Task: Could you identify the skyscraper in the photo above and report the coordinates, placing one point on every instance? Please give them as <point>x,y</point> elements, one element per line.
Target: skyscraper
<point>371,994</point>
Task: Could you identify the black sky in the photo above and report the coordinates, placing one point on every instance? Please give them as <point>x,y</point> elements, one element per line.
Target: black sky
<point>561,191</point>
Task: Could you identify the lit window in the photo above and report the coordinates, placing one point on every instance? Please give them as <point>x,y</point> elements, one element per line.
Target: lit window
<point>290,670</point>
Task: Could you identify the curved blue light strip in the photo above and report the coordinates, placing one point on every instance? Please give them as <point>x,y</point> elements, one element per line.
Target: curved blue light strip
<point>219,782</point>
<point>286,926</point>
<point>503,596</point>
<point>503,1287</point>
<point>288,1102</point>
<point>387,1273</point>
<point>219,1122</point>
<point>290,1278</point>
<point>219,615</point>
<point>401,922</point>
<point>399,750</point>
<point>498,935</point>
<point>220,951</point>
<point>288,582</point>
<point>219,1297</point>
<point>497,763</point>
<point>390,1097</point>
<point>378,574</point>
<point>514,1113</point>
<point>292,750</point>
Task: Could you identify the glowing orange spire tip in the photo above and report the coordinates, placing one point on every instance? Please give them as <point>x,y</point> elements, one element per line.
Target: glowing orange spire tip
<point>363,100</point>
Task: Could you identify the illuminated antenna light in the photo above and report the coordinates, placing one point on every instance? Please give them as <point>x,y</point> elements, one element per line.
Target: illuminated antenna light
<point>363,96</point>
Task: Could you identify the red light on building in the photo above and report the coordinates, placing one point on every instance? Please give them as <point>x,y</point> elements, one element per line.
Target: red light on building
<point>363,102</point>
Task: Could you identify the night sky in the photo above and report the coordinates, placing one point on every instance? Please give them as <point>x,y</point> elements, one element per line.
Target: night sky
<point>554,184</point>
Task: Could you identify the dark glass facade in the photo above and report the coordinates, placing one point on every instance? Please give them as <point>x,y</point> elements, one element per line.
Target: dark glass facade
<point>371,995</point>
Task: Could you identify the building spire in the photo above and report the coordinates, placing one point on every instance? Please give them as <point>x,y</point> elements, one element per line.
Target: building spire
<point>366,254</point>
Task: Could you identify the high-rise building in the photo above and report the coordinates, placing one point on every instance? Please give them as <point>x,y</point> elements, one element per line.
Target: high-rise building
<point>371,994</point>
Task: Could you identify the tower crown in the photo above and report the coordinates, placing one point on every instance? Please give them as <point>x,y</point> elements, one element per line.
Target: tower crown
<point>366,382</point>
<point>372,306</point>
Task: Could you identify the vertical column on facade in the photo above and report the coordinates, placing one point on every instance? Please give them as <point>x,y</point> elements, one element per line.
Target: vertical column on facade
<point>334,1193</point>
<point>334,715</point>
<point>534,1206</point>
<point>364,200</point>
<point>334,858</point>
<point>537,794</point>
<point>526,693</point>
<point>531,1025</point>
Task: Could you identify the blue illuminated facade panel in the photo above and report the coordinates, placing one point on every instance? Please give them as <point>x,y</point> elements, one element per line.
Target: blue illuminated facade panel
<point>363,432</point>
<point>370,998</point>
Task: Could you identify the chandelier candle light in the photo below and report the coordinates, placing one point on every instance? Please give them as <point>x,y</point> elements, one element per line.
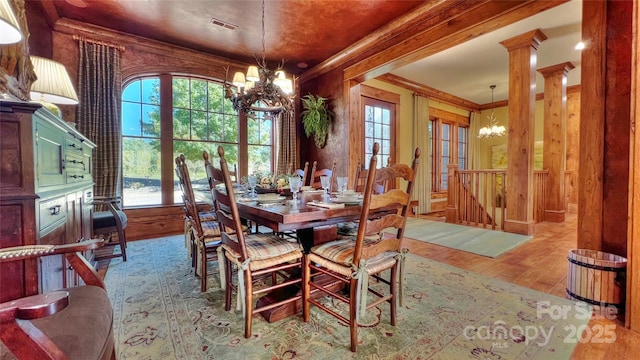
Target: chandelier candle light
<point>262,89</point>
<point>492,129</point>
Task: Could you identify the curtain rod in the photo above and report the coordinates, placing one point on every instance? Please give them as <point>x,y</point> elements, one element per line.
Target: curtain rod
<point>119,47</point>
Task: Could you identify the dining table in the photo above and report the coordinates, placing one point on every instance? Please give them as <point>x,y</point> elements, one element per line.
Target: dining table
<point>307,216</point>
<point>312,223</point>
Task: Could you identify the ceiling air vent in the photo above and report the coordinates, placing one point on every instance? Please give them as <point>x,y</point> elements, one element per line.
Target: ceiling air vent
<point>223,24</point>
==*==
■ ACTIVITY ■
From the first line to the last, transcribe the listing exactly; skip the pictures.

■ EXERCISE RESULT ■
Task: Could you identify the skyscraper in the photo above and report the coordinates, placing one point on every instance? Please give them as <point>x,y</point> elements, one element per line.
Target: skyscraper
<point>371,994</point>
Task: Could you identify the black sky in the photo above and report the coordinates, placing one point on every instance? Please give them as <point>x,y</point> elements, one element per line.
Target: black sky
<point>561,191</point>
Task: Could you identify the lit window in the photo above and report the coordinates, placing one point on every instance? Please give them as <point>x,y</point> elements, one element per line.
Target: lit window
<point>290,670</point>
Task: Could you identify the curved blue light strip in the photo above and report the coordinates, placing one point on every instance? Please give them as <point>x,y</point> elements, one element per line.
Target: curved blue light strip
<point>219,782</point>
<point>286,926</point>
<point>503,596</point>
<point>503,1287</point>
<point>288,1102</point>
<point>387,1273</point>
<point>219,1122</point>
<point>290,1278</point>
<point>219,615</point>
<point>401,922</point>
<point>399,750</point>
<point>498,935</point>
<point>220,951</point>
<point>288,582</point>
<point>219,1297</point>
<point>497,763</point>
<point>390,1097</point>
<point>378,574</point>
<point>514,1113</point>
<point>292,750</point>
Task: Could you identify the glowing orange spire tip in the photo above and report the coordinates, placing one point on every instance? Please give them as <point>x,y</point> elements, one element per line.
Target: glowing orange spire tip
<point>363,100</point>
Task: Could you identify the illuminated antenna light in the photo above and report the coordinates, placing one point on every instance? Please give them as <point>x,y</point> elements, one element per line.
Target: illuminated antenna light
<point>363,96</point>
Task: Could you identify the red light on building in the photo above and report the coordinates, placing one point on every instance? Please give them as <point>x,y</point> elements, one element per line.
Target: red light on building
<point>363,102</point>
Task: Could you identify the night sky in the photo above and report the coordinates, placing one point on every instance? Please give them as <point>x,y</point> elements, one element per line.
Target: night sky
<point>554,184</point>
Task: Could you identify the dark glass facade in the photo above and report the coordinates, placing one point on every instance? Please give them as <point>x,y</point> elements, one element per line.
Target: dark glass facade
<point>371,995</point>
Task: Could you identify the building spire in the photo above and report the coordinates, placing one point on every instance? Please give them as <point>x,y</point> elements, one element per line.
Target: building spire
<point>366,254</point>
Task: Could you identify the high-rise building in the photo above and report the coordinates, placing one point on every instance? Please give them as <point>x,y</point> elements, one element per line.
Target: high-rise building
<point>371,994</point>
Task: Could you identify the tower crown in the photo above and report the coordinates, placing one point on every instance? Please give them as <point>x,y</point> elements, one element per line.
Target: tower crown
<point>366,382</point>
<point>372,306</point>
Task: Could you identify the vertical column on facade in the photo above and report the coordinates, placing one point on every instance? Please give them as <point>x,y</point> elements, one element per line.
Target: vertical column on facade
<point>334,1193</point>
<point>334,715</point>
<point>534,1206</point>
<point>364,200</point>
<point>334,858</point>
<point>537,794</point>
<point>526,693</point>
<point>531,1025</point>
Task: Could you identify the blue illuminated facade panel in the photo above and report the coordinates, placing one point on every instance? Please give them as <point>x,y</point> elements, one element per line.
Target: blue illuminated facade panel
<point>363,432</point>
<point>370,998</point>
Task: Could you identify the chandelier candle light in the photo below and report the coordinates, placing one point on every instance? Please give them as <point>x,y</point> elements, one element per line.
Target: chandelier candle light
<point>262,89</point>
<point>492,129</point>
Task: Could you identify the curtain rod in the photo above and report the coordinates, placing one point on every instance? Please give them as <point>x,y</point> elements, one element per line.
Target: curtain rod
<point>119,47</point>
Task: Could you identify the dining table in the photo above and report the coordinates, placing one point on every instance? Please give them as <point>x,y</point> elements, one element per line.
Target: dining table
<point>307,216</point>
<point>312,223</point>
Task: Could you identify the ceiling air vent in the photo above and report the coordinates, placing one point on every instance? Please give them as <point>x,y</point> elements, one element per line.
Target: ceiling air vent
<point>223,24</point>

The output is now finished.